**ARTICLE:**

-=-=-=-=-

I was talking about the enclosure form factor (Something like the case...) The iMac's enclosure is way bigger than the Mac Mini, so its easy to put something more powerful in a bigger case than say the Mac Mini's casing without any overheating issues and such...


----------



## groovetube (Jan 2, 2003)

hmmm. quad core i7s seem to run fine in the even thinner macbook pros, am I wrong?


----------



## Tech Elementz (Mar 15, 2011)

groovetube said:


> hmmm. quad core i7s seem to run fine in the even thinner macbook pros, am I wrong?


Well, If Apple can do that for the Macbook Pro's, then they can obviously get them to without overheating your lap (unless they actually do). Look, can we not agree on waiting for another refresh if the refresh now is not good enough for some people?


----------



## monokitty (Jan 26, 2002)

screature said:


> ...and I don't need an all in one that will be toast when the monitor dies.


This is true of any Mac with any internal component dying except the power supply, hard drive and RAM as all replacement parts besides those mentioned cost a fortune out of warranty.


----------



## screature (May 14, 2007)

fyrefly said:


> While the graphics chip might have been possible, (But probably the 6750 that's in the MBPs) the Quad 2.5Ghz BTO would definitely not be possible due to the thermals inside the Mac Mini.
> 
> The Quad processors in the iMac are desktop processors - they consume 65W or power or more and generate a lot of heat. (Do you want to use your Mac Mini as a cooktop?  )
> 
> ...


Thanks fryrefly for the excellent post that all makes sense. 

So to clarify and to eat humble pie.  They could have offered BTO CPU options the same as in their laptops. If they are offering $600 SSDs as a BTO option I don't see why adding more powerful and expensive CPUs at a similar upgrade cost would be out of order.

*Edit:* do you know what the heat output difference is between the 45W and 65W CPUs is?


----------



## jfpoole (Sep 26, 2002)

Lars said:


> Sure, but the Mac mini - competing with the iMac or not - is meant for users with smaller demands from their computing experience.



I'm certain that the new Mac minis use the same mobile processors that are found in the MacBook Pros. This means we can assume Mac mini performance will be similar to MacBook Pro performance.

In which case I find it funny that a computer with more processing power than an entry-level Mac Pro is described as something for users with smaller computing needs.


----------



## Tech Elementz (Mar 15, 2011)

jfpoole said:


> I'm certain that the new Mac minis use the same mobile processors that are found in the MacBook Pros. This means we can assume Mac mini performance will be similar to MacBook Pro performance.
> 
> In which case I find it funny that a computer with more processing power than an entry-level Mac Pro is described as something for users with smaller computing needs.

-=-=-=-=-

**PROVIDED DATA:**
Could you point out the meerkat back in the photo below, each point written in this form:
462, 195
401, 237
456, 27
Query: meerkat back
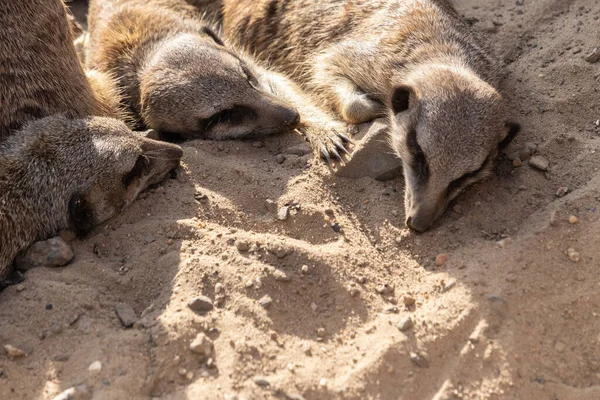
41, 73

-=-=-=-=-

**WORK INSTRUCTIONS:**
Revise the Mac mini thread, starting with "## monokitty (Jan" and going on through "out of warranty.", so that "hard drive" becomes "optical drive". Work from the Mac mini thread alone.

**RESULT OF THIS TASK:**
## monokitty (Jan 26, 2002)

screature said:


> ...and I don't need an all in one that will be toast when the monitor dies.


This is true of any Mac with any internal component dying except the power supply, optical drive and RAM as all replacement parts besides those mentioned cost a fortune out of warranty.